(Annotations par points)
------------------------------------------------

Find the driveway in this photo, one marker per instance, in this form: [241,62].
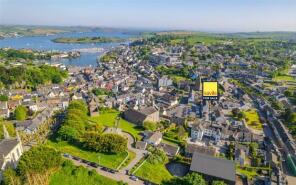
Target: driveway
[139,153]
[118,176]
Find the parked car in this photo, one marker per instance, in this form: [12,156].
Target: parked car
[134,178]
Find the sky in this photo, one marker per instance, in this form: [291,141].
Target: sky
[197,15]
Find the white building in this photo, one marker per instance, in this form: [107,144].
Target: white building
[10,151]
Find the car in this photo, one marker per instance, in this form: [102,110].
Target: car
[134,178]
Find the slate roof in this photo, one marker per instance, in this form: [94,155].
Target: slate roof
[212,166]
[6,145]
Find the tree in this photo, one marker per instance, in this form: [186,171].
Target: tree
[181,132]
[79,105]
[149,125]
[3,98]
[56,79]
[292,118]
[189,179]
[288,93]
[106,143]
[20,113]
[235,112]
[241,115]
[218,183]
[158,156]
[10,177]
[39,160]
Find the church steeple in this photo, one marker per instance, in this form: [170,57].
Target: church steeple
[5,133]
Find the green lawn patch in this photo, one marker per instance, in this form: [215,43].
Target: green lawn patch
[72,175]
[107,160]
[108,118]
[252,119]
[248,173]
[155,173]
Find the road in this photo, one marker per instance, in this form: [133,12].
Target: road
[118,176]
[139,153]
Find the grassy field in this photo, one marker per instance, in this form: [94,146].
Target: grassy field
[248,173]
[73,175]
[155,173]
[108,119]
[252,119]
[107,160]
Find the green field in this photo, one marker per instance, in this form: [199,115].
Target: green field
[253,120]
[108,119]
[155,173]
[72,175]
[107,160]
[88,40]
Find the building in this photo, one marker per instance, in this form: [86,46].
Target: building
[213,131]
[140,116]
[213,168]
[153,138]
[170,150]
[10,151]
[93,106]
[164,82]
[192,148]
[141,145]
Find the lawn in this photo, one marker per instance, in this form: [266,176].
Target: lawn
[107,160]
[155,173]
[253,120]
[73,175]
[108,118]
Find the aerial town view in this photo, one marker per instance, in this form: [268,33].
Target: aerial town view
[148,92]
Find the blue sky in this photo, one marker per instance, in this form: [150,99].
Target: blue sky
[202,15]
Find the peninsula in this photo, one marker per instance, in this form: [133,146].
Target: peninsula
[88,40]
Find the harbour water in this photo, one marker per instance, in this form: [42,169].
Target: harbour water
[90,51]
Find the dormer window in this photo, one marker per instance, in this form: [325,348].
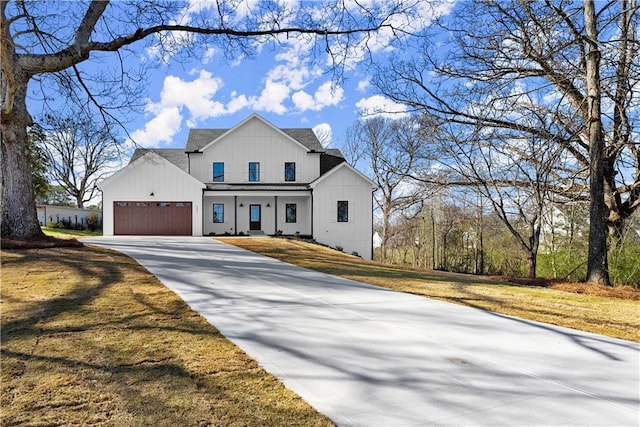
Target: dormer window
[290,171]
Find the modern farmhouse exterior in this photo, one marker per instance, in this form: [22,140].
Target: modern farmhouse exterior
[251,179]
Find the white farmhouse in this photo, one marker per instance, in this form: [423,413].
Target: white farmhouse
[251,179]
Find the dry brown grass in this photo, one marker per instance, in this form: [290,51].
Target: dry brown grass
[608,311]
[91,338]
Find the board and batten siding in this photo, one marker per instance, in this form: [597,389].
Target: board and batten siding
[355,235]
[255,141]
[151,174]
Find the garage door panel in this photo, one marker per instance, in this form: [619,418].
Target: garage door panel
[152,218]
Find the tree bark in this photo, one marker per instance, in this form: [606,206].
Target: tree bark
[597,262]
[19,215]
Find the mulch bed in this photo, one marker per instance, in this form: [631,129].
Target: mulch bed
[42,243]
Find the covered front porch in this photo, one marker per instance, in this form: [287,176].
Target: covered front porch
[257,212]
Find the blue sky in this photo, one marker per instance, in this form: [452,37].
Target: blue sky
[282,84]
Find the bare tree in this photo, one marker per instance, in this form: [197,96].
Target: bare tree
[570,60]
[39,40]
[393,151]
[80,152]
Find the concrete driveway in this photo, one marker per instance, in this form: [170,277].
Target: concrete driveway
[366,356]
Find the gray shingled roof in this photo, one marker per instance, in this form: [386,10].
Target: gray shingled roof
[177,156]
[198,138]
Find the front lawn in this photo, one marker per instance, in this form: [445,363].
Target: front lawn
[603,310]
[89,337]
[63,233]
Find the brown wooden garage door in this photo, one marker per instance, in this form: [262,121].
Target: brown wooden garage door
[152,218]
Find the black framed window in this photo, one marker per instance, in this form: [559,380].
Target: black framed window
[254,171]
[218,212]
[290,171]
[343,211]
[291,211]
[218,172]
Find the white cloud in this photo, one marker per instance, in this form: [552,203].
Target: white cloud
[324,132]
[272,98]
[325,96]
[380,105]
[178,97]
[160,129]
[364,84]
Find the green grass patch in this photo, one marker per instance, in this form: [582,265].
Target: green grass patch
[89,337]
[604,310]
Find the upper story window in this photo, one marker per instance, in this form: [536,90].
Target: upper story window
[218,172]
[343,211]
[290,171]
[254,171]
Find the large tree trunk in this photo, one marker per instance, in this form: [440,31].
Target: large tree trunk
[597,262]
[19,216]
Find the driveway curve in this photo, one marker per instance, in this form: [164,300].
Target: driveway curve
[367,356]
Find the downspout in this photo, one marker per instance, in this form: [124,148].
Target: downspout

------------------------------------------------

Consigne écrite
Mets à jour tout le listing ci-dessus en remplaçant "marker" par "point" partout, sans rien changer d'autre. Laisse les images de côté dans ta réponse.

Résultat final
Find the driveway in this photo, one point per instance, in this form: [241,62].
Target: driveway
[139,153]
[118,176]
Find the parked car in this photo, one point per instance, in this form: [12,156].
Target: parked car
[134,178]
Find the sky in this photo, one point per instance, in this form: [291,141].
Target: sky
[197,15]
Find the white building in this photo, one point per instance, in this form: [107,144].
Target: white building
[10,151]
Find the car in this photo, one point per instance, in this form: [102,110].
Target: car
[134,178]
Find the slate roof in this photo, one point per instance, in this form: [94,155].
Target: slate roof
[212,166]
[6,145]
Find the tree in this photo, one point per instance, in this form: [186,171].
Target: tree
[181,132]
[79,105]
[149,125]
[3,98]
[56,79]
[292,118]
[189,179]
[288,93]
[106,143]
[20,113]
[235,112]
[241,115]
[218,183]
[158,156]
[10,177]
[39,160]
Find the church steeple in this photo, one point per instance, in this form: [170,57].
Target: church steeple
[5,133]
Find the green lawn patch in this photo, one point per instance, in this form: [215,43].
Target: green lawn patch
[72,175]
[107,160]
[108,118]
[252,119]
[248,173]
[155,173]
Find the road in this photo, one point per instance, in this form: [133,12].
Target: road
[118,176]
[139,153]
Find the grassy field in this photo, one point per instance, in this form: [94,146].
Target: grassy field
[248,173]
[73,175]
[155,173]
[108,119]
[252,119]
[107,160]
Find the green field in this photo, one point per instance, in this form: [199,115].
Target: green field
[253,120]
[108,119]
[155,173]
[72,175]
[107,160]
[88,40]
Find the building in this photo, one point per instance, in this form: [86,46].
Target: building
[213,131]
[140,116]
[213,168]
[153,138]
[170,150]
[10,151]
[93,106]
[164,82]
[192,148]
[141,145]
Find the lawn in this photo, one point per instance, in this form: [266,176].
Target: lawn
[107,160]
[155,173]
[253,120]
[73,175]
[108,118]
Find the aerial town view in this photo, one point per instance, in this form: [268,33].
Target: aerial town view
[148,92]
Find the blue sky in this photo, one point per instance, in this form: [150,99].
Target: blue sky
[202,15]
Find the peninsula in this photo, one point per instance, in this form: [133,146].
Target: peninsula
[88,40]
Find the harbour water in this photo, one point per instance, in this form: [42,169].
Target: harbour water
[90,51]
Find the dormer window in this photo, one point per instance, in this form: [325,348].
Target: dormer window
[290,171]
Find the modern farmhouse exterior in this photo, one point per instance, in this form: [22,140].
Target: modern farmhouse exterior
[251,179]
Find the white farmhouse in this photo, one point per instance, in this form: [423,413].
Target: white farmhouse
[251,179]
Find the dry brown grass in this photo, one point per instance, in this form: [290,51].
Target: dry brown grass
[608,311]
[91,338]
Find the board and batten siding in this photo, one point per instance, in this form: [597,389].
Target: board and batten siding
[355,235]
[255,141]
[151,174]
Find the garage door panel in this photo, one point per instance, in this form: [619,418].
Target: garage door panel
[152,218]
Find the tree bark in this photo, one point per instance, in this form: [606,206].
Target: tree bark
[597,262]
[19,215]
Find the mulch bed in this photo, one point per instance, in this form: [631,129].
Target: mulch bed
[42,243]
Find the covered front porch in this photo, one point per instance, in this form: [287,176].
Target: covered front porch
[257,212]
Find the blue sky in this photo, one point per instance, in this form: [452,37].
Target: blue sky
[282,84]
Find the bare tree in this photo, one point per instance, in this form: [197,96].
Target: bare tree
[570,60]
[39,40]
[393,151]
[80,152]
Find the concrete driveway in this photo, one point per instance, in this form: [170,277].
Target: concrete driveway
[366,356]
Find the gray shingled roof in this photo, one point per instance, in this form: [386,10].
Target: gray shingled roof
[177,156]
[198,138]
Find the front lawn in this photo, one point per instance, in this form: [445,363].
Target: front lawn
[603,310]
[89,337]
[63,233]
Find the brown wooden garage door in this photo, one point per instance, in this form: [262,121].
Target: brown wooden garage door
[152,218]
Find the black framed window in this photo, one point per instance, in this form: [559,380].
Target: black framed window
[254,171]
[218,212]
[290,171]
[343,211]
[291,211]
[218,172]
Find the white cloud in this photo, one point per instance, in this form: [552,203].
Target: white cloud
[324,132]
[272,98]
[325,96]
[380,105]
[178,97]
[160,129]
[364,84]
Find the green grass patch in this photo, one point per instance, in this form: [582,265].
Target: green grass patch
[89,337]
[604,310]
Find the upper story window in this photo, one point per instance, in this form: [536,90].
Target: upper story window
[218,172]
[343,211]
[290,171]
[254,171]
Find the large tree trunk in this photo, one point per instance, in this form: [440,31].
Target: large tree trunk
[597,262]
[19,216]
Find the driveway curve in this photo, one point per instance, in this form: [164,300].
Target: driveway curve
[367,356]
Find the downspout in this photo, one point per instance, in this form: [124,148].
Target: downspout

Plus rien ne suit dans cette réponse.